───── Document section
Johannesburg - The year 2016 will go down as a tough one for the local economy as the country just missed a recession and unemployment reached a 13-year high.
The local economy was expected to grow by between 0% and 0.5% this year, the lowest growth since 2009, while the latest figures put unemployment at 27%, the highest since 2003.
Amid this news, the National Treasury has been a focal point for investors, given the risk that prevailed throughout the year that South Africa could lose its investment grade credit rating from all three major agencies for the first time in 15 years.
However, at the end of this year, Moody’s Investors Service, S&P Global and Fitch Ratings kept South Africa’s ratings at investment grade, but it was a close call.
During the year, the South African economy dropped to third place in Africa, behind Nigeria and Egypt.
GORDHAN UNDER FIRE
Finance Minister Pravin Gordhan has been under fire from a number of quarters, including SA Revenue Service commissioner Tom Moyane and the National Prosecuting Authority.
Throughout the year, it appeared as though the cold war between Gordhan and President Jacob Zuma and his proxies would never end but, by December, Gordhan was still in his post a year after Nhlanhla Nene was unceremoniously fired from the same position.A big focus in 2016 was on Eskom and energy supply.
──────────
───── Entries supplied
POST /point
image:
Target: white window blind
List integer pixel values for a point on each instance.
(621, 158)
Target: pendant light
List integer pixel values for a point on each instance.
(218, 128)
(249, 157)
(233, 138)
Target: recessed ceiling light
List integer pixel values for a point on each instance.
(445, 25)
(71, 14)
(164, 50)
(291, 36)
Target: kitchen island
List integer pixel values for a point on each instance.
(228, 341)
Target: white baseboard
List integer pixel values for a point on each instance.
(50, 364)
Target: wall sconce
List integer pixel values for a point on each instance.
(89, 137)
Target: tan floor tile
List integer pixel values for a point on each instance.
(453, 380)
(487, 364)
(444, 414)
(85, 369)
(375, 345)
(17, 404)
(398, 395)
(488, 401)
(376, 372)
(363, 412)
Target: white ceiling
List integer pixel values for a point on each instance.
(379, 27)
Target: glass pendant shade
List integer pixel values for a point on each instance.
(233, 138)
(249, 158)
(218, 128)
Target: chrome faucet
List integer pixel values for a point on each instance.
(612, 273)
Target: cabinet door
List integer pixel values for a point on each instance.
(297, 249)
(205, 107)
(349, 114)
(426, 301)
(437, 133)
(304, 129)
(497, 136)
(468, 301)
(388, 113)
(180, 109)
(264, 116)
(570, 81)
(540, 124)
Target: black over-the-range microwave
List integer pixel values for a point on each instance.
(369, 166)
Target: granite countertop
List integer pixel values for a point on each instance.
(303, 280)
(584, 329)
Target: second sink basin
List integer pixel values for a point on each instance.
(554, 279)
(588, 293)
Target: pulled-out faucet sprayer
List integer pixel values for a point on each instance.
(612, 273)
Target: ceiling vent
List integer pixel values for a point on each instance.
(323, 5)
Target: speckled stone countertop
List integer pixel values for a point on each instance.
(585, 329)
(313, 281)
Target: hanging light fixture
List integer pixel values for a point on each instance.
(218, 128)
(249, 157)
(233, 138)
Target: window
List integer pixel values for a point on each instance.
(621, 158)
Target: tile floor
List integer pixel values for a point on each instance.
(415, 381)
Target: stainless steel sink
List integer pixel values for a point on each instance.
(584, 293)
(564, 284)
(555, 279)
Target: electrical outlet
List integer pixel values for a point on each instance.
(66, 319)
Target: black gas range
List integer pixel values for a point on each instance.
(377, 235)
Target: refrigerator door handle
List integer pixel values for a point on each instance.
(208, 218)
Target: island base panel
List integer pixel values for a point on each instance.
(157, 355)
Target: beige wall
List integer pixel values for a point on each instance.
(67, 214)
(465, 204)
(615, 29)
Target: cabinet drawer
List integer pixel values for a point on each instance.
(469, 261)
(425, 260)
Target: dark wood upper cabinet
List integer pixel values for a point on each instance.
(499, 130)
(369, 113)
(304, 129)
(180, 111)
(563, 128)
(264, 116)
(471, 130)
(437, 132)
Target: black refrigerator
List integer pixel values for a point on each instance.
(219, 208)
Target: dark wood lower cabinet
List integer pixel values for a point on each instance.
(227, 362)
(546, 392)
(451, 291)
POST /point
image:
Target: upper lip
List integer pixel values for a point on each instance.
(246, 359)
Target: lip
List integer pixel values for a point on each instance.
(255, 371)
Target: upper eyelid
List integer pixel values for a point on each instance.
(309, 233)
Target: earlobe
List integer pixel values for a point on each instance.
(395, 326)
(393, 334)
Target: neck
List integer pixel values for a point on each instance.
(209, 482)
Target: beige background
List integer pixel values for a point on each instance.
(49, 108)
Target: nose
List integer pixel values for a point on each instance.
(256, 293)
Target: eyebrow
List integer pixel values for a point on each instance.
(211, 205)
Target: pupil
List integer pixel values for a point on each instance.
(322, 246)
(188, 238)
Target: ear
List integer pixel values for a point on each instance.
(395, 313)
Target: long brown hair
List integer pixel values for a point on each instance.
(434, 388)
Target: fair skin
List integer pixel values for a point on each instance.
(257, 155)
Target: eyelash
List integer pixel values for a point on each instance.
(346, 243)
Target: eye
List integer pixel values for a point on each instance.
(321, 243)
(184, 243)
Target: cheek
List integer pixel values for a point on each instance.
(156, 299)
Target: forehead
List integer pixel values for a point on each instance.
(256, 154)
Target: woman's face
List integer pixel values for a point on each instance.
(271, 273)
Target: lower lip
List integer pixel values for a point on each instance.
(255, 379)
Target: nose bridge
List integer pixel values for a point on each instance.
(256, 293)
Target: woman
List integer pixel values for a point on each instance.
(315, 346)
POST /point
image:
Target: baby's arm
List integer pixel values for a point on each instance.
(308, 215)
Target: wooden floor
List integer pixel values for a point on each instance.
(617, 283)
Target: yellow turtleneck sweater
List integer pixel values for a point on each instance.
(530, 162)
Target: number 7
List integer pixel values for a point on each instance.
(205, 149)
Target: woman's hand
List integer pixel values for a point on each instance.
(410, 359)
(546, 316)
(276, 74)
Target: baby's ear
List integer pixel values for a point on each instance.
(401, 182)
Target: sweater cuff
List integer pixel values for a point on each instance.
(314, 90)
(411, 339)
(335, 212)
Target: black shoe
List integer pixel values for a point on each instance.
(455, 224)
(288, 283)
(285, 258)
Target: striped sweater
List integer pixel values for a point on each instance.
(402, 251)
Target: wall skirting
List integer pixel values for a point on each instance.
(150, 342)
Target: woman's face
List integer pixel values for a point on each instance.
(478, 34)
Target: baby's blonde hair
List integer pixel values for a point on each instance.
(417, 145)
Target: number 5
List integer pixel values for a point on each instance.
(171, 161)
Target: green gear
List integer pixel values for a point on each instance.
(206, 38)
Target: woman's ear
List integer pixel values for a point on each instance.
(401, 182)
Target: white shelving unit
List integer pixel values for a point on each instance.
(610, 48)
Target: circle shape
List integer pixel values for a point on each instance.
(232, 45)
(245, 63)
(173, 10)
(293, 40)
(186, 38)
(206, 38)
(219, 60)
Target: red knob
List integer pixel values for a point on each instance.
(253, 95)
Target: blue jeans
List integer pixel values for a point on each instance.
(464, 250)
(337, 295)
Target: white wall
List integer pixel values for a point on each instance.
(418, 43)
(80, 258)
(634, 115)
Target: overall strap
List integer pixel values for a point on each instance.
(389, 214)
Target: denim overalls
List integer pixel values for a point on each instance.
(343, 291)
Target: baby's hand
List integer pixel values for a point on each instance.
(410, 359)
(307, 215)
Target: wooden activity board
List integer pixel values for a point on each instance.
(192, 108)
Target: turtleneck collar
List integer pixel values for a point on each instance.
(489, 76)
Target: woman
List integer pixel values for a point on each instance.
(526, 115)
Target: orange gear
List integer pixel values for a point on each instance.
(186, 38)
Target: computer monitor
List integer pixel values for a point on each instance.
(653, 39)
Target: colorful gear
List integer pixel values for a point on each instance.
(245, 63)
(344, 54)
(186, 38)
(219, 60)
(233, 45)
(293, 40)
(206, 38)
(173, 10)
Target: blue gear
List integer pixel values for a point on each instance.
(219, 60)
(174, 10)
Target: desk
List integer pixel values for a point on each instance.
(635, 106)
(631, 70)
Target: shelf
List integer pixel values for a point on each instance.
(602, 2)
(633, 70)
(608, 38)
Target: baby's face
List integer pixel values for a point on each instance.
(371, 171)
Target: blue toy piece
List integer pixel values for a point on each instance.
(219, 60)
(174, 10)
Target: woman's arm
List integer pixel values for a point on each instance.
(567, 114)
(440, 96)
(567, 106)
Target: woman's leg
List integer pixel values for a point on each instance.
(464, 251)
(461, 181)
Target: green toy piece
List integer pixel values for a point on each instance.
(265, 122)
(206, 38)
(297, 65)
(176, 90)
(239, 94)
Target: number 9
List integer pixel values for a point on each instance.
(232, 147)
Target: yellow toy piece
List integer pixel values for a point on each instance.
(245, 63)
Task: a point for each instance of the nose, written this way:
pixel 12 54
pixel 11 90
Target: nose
──────────
● Set task:
Copy the part of the article on South Africa's economy in 2016 from "However, at the" to "and energy supply.".

● Problem solution:
However, at the end of this year, Moody’s Investors Service, S&P Global and Fitch Ratings kept South Africa’s ratings at investment grade, but it was a close call.
During the year, the South African economy dropped to third place in Africa, behind Nigeria and Egypt.
GORDHAN UNDER FIRE
Finance Minister Pravin Gordhan has been under fire from a number of quarters, including SA Revenue Service commissioner Tom Moyane and the National Prosecuting Authority.
Throughout the year, it appeared as though the cold war between Gordhan and President Jacob Zuma and his proxies would never end but, by December, Gordhan was still in his post a year after Nhlanhla Nene was unceremoniously fired from the same position.A big focus in 2016 was on Eskom and energy supply.